====== Document passage ======
# Texas Mutual Recognition and Visitation and the Clandestine GL Epidemic



## bupton52 (May 14, 2012)

With new talks of visitation in Texas, how will the overwhelming number of clandestine lodges/GLs in our state affect future conversations you may have with men who may be PH masons? Even though it's unfair, there are many GL of Texas members that assume that a Black man is affiliated with PH. Because 98% of the membership in the clandestine GLs is black, how will this be an issue/non-issue for you? Lastly, do you think that recognition and visitation between the two regular GLs in the state will discourage a growing membership for the clandestine population? Sorry for so many questions.


----------



## Brent Heilman (May 14, 2012)

One can only hope it would discourage participation in clandestine lodges. I hate to say it but your point of assuming a Black man is PH is a true stereotype many people hold. I think that there might be an issue in the beginning but as with so much other stuff time will smooth it out. 

I think that the key will be education. The more people learn about the two bodies and the clandestine lodges the fewer the problems there will be. We know that to be regular and not clandestine what GL they have to belong to. Anything other than those they are clandestine.


----------



## bupton52 (May 14, 2012)

Brent Heilman said:


> I hate to say it but your point of assuming a Black man is PH is a true stereotype many people hold.



Not my personal experience, but I can say that the some of the stories that have been told by PH masons about their interactions with Texas brothers are along those lines. Even heard of a member completely  discouraging a candidate from petitioning a GL of TX lodge for the sake of feeling "more comfortable" in a PHA lodge. It is unfortunate if that is the case.


----------



## Brent Heilman (May 14, 2012)

I guess many wasn't the best word. I just know that the stereotype is out there and shouldn't be. Wouldn't it be nice that no matter what the person looked like people would just simply ask PHA or Mainstream without a thought about color? 

We have a situation similar to that where I live. There is a Brother here in my town that has been a PHA Mason for a good number of years and will do the same type of thing. The bad thing is there isn't a PHA Lodge here. The closest one is just over 35 miles away. My Lodge is the only one in town and if he hears that someone petitioned us and not the PHA Lodge not only will the prospective candidate hear from him we will also. It has gotten to the point over the years that no Black man will petition our Lodge. It is the ethnicity that is not represented in our membership. I hate that this is the case but it is what it is. I don't like nor do I agree with it, but it is the sad fact. I wish that relations were better with the PHA Lodge close to us I would love to visit. I have had the opportunity to visit one PHA Lodge and it was a great experience. It is a shame that there are Brothers out there on both sides that do not want the fellowship.
======
### Prompt 1
Please explain, in one to three sentences, why no Black man will petition Brent Heilman's lodge, according to the forum thread.
### Prompt 2
Gather every row that contains the word "blue".
The forum thread and the rows have nothing to do with each other.
====== Dataset excerpts ======
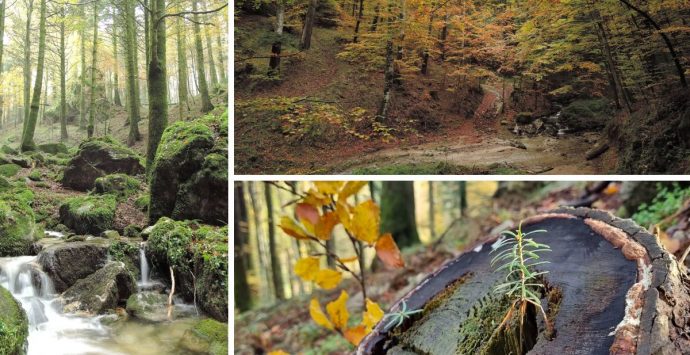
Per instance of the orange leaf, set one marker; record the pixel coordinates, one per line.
(325, 225)
(338, 312)
(318, 316)
(291, 228)
(355, 334)
(388, 251)
(307, 212)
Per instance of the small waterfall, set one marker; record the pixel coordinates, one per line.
(143, 265)
(50, 330)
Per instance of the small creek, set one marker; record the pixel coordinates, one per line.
(51, 331)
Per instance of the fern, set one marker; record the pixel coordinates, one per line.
(518, 255)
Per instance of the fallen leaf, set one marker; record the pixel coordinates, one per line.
(388, 251)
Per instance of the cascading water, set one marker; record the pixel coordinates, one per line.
(50, 330)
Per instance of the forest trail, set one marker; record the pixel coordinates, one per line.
(494, 147)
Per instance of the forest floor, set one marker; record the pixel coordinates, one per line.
(477, 139)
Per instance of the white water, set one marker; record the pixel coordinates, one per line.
(50, 330)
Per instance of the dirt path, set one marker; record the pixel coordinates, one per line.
(543, 154)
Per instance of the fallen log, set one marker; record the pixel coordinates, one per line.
(610, 288)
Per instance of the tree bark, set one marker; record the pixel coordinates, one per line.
(206, 105)
(276, 268)
(28, 136)
(305, 39)
(398, 212)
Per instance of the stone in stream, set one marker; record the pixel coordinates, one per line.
(601, 294)
(89, 214)
(101, 291)
(14, 325)
(189, 176)
(99, 157)
(66, 263)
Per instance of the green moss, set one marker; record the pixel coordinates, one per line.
(121, 185)
(89, 214)
(9, 170)
(14, 326)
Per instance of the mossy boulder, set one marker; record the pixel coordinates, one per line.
(18, 229)
(121, 185)
(98, 157)
(189, 173)
(14, 326)
(89, 214)
(207, 336)
(66, 263)
(9, 170)
(53, 148)
(197, 249)
(101, 291)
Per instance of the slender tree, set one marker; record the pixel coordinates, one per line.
(28, 136)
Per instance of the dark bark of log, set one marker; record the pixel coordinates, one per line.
(601, 268)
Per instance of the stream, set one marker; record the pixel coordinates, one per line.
(51, 331)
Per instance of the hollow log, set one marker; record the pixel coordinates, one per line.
(611, 288)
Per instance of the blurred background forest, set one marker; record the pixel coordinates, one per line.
(431, 222)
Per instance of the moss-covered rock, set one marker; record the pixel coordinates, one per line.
(189, 173)
(119, 184)
(101, 291)
(18, 229)
(208, 336)
(89, 214)
(9, 170)
(98, 157)
(14, 326)
(196, 249)
(53, 148)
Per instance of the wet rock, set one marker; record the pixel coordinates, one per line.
(15, 325)
(103, 290)
(89, 214)
(189, 174)
(99, 157)
(66, 263)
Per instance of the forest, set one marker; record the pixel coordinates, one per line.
(477, 267)
(114, 177)
(461, 86)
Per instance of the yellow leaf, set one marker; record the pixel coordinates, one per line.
(337, 311)
(318, 316)
(327, 278)
(355, 334)
(348, 260)
(388, 251)
(372, 316)
(328, 187)
(350, 188)
(325, 225)
(365, 222)
(291, 228)
(306, 268)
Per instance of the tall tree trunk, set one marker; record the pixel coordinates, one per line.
(359, 19)
(398, 212)
(305, 39)
(206, 105)
(28, 136)
(63, 79)
(241, 237)
(27, 65)
(131, 68)
(273, 249)
(182, 75)
(116, 80)
(432, 213)
(157, 82)
(274, 61)
(92, 101)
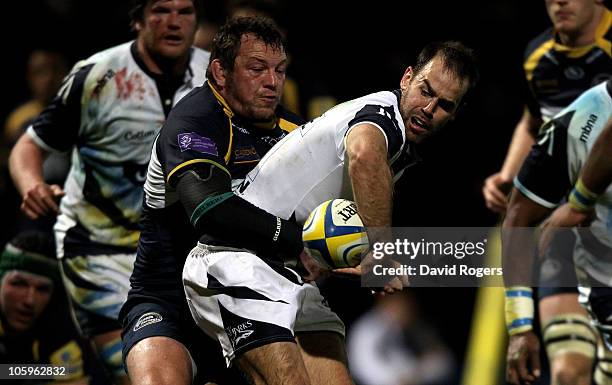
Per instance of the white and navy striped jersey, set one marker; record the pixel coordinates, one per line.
(308, 166)
(553, 167)
(108, 113)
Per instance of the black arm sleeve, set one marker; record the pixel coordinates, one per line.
(214, 210)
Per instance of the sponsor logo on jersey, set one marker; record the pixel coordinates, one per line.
(195, 142)
(246, 154)
(102, 82)
(147, 319)
(587, 128)
(138, 135)
(574, 73)
(240, 332)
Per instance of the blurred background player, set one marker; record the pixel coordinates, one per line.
(44, 73)
(226, 126)
(568, 58)
(392, 344)
(35, 322)
(108, 112)
(595, 176)
(546, 177)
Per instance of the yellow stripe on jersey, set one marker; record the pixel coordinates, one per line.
(230, 114)
(226, 108)
(533, 59)
(229, 145)
(184, 164)
(286, 125)
(604, 25)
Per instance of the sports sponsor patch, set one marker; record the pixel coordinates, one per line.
(239, 332)
(147, 319)
(195, 142)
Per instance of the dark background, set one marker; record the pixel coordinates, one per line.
(348, 49)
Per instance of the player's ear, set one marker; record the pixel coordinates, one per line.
(218, 72)
(406, 78)
(137, 26)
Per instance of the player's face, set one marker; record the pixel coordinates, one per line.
(23, 297)
(430, 99)
(571, 16)
(168, 28)
(255, 85)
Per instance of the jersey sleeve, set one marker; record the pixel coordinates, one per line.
(382, 117)
(187, 141)
(57, 127)
(544, 176)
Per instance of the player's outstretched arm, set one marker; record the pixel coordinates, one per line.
(517, 258)
(212, 207)
(25, 165)
(595, 178)
(497, 186)
(372, 183)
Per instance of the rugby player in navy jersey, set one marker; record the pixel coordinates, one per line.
(210, 141)
(562, 62)
(107, 113)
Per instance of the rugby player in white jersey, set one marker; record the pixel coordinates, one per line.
(257, 308)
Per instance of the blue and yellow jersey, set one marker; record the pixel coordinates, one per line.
(107, 113)
(53, 341)
(201, 129)
(557, 74)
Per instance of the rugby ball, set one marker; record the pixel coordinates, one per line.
(334, 234)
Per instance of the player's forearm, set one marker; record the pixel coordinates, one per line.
(25, 164)
(522, 140)
(371, 179)
(518, 239)
(597, 171)
(213, 208)
(372, 190)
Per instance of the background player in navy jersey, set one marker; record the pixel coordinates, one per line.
(238, 289)
(108, 112)
(546, 177)
(596, 176)
(221, 129)
(565, 60)
(35, 324)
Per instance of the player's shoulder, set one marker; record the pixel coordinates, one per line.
(103, 64)
(385, 98)
(198, 109)
(200, 58)
(539, 43)
(111, 56)
(586, 116)
(284, 114)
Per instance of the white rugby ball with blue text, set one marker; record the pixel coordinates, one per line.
(334, 234)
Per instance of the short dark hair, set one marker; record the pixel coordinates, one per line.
(226, 42)
(137, 7)
(458, 58)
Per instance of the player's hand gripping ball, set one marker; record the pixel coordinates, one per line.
(334, 234)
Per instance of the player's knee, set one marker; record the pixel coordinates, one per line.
(571, 369)
(603, 370)
(110, 354)
(159, 361)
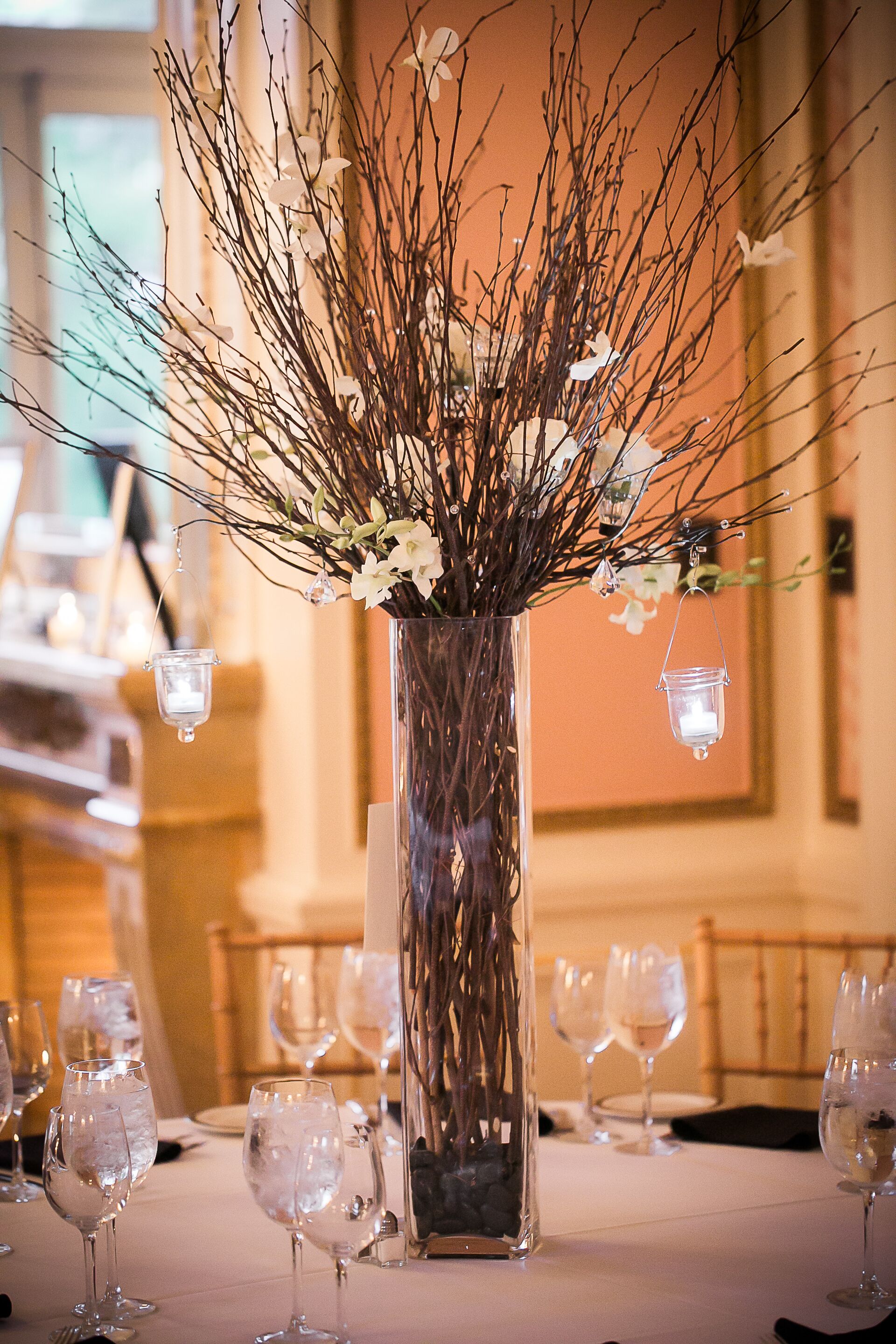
======
### Correct output 1
A Brother in his town who has long been a PHA Mason objects when someone petitions Heilman's lodge rather than the PHA Lodge. Both the prospective candidate and the lodge hear from him. Over the years, this has led to no Black man petitioning that lodge.

### Correct output 2
Per instance of the blue and yellow jersey, set one marker; record the pixel coordinates, one per line.
Per instance of the white rugby ball with blue text, set one marker; record the pixel coordinates, one per line.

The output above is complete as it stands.